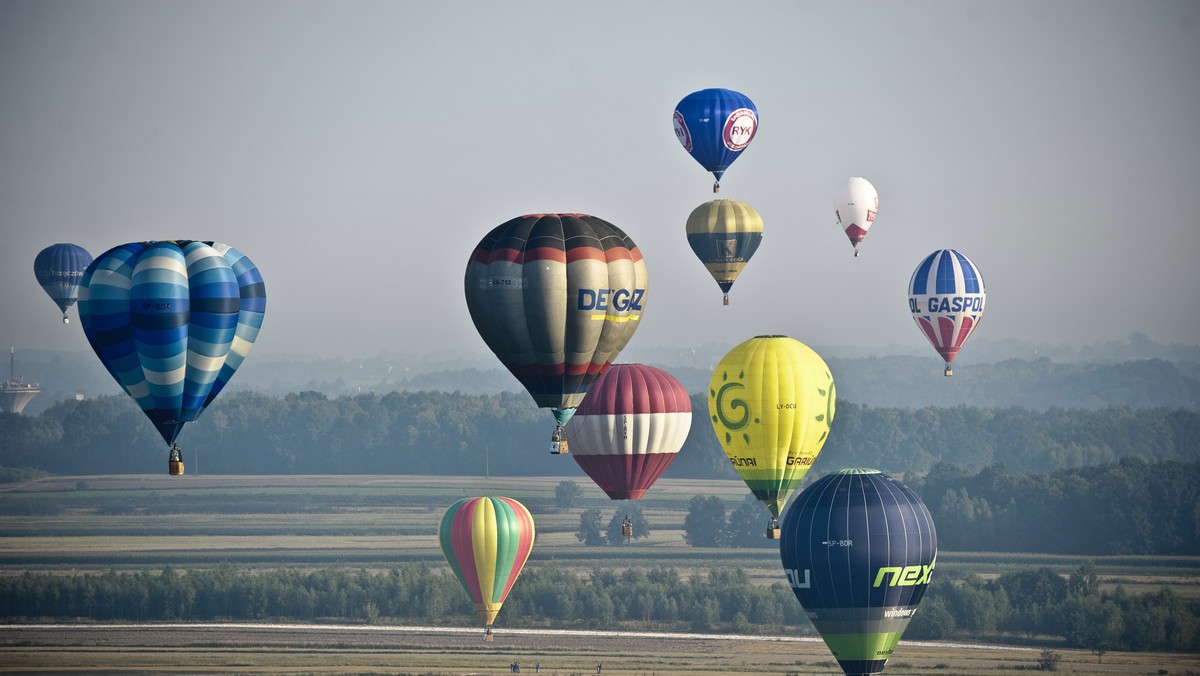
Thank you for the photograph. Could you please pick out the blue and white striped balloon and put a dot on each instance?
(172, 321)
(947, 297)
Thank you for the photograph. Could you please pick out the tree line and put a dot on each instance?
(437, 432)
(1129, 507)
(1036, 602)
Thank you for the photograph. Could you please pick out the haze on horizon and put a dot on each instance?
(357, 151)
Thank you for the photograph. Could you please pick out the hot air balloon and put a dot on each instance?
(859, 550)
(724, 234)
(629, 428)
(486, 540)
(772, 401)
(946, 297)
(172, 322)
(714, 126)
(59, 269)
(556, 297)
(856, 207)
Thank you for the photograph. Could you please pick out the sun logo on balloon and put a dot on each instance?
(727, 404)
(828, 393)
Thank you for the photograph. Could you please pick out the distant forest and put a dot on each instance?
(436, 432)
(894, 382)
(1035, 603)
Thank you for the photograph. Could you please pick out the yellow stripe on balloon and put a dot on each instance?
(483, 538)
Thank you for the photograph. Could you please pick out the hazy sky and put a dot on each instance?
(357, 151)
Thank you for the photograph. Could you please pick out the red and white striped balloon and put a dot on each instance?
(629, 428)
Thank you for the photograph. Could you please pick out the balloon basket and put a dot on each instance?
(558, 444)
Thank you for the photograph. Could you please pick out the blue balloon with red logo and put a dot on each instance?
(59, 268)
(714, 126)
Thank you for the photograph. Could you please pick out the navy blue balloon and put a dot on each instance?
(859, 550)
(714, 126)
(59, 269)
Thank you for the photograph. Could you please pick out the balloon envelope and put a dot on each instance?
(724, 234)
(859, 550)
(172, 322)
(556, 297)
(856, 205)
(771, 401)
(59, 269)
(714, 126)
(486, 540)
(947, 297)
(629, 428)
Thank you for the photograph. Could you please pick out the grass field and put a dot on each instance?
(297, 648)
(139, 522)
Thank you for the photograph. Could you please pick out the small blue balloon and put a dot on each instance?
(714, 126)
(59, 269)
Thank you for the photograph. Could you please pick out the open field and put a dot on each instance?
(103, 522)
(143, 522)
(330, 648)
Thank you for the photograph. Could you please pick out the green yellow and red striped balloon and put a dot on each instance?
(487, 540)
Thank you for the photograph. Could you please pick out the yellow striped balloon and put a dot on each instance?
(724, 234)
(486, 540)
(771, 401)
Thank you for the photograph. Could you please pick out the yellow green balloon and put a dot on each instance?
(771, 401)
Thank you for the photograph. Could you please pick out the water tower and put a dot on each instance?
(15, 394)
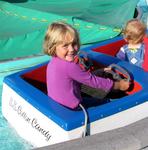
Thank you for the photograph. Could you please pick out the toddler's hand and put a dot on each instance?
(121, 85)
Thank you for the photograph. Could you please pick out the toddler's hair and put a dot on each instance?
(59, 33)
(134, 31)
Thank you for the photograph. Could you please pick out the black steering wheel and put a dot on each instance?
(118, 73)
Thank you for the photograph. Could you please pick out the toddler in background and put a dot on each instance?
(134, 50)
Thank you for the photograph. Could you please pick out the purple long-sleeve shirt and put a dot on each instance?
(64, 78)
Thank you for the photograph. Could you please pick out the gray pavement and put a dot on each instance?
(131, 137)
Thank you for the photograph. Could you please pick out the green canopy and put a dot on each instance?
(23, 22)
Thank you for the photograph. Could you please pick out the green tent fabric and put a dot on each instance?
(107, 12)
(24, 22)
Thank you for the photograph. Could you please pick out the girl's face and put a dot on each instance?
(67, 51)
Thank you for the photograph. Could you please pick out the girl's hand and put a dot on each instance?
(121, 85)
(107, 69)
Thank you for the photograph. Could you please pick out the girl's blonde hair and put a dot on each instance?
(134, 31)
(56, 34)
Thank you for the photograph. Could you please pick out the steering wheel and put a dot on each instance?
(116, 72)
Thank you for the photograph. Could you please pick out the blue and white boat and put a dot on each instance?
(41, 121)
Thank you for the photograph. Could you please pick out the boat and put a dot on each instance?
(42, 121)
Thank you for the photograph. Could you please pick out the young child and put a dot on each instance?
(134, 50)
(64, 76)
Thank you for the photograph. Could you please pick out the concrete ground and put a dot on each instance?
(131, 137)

__Directions for this task__. Scale the items from the start of the items through the line holding "(1036, 602)", inclusive. Repeat every line there, requests included, with each point coordinate in the answers multiplied by 2.45 and rounded to a whole number (halves up), and give only those lines, leaving out the pictures.

__Response below__.
Thank you for the photograph. Could you please pick out the blue and white striped balloon and put a dot on each instance?
(421, 786)
(2320, 728)
Thank you for the photograph. Could you please pick out the tree line and put a dot on each instance?
(1071, 1058)
(2766, 1242)
(2538, 1475)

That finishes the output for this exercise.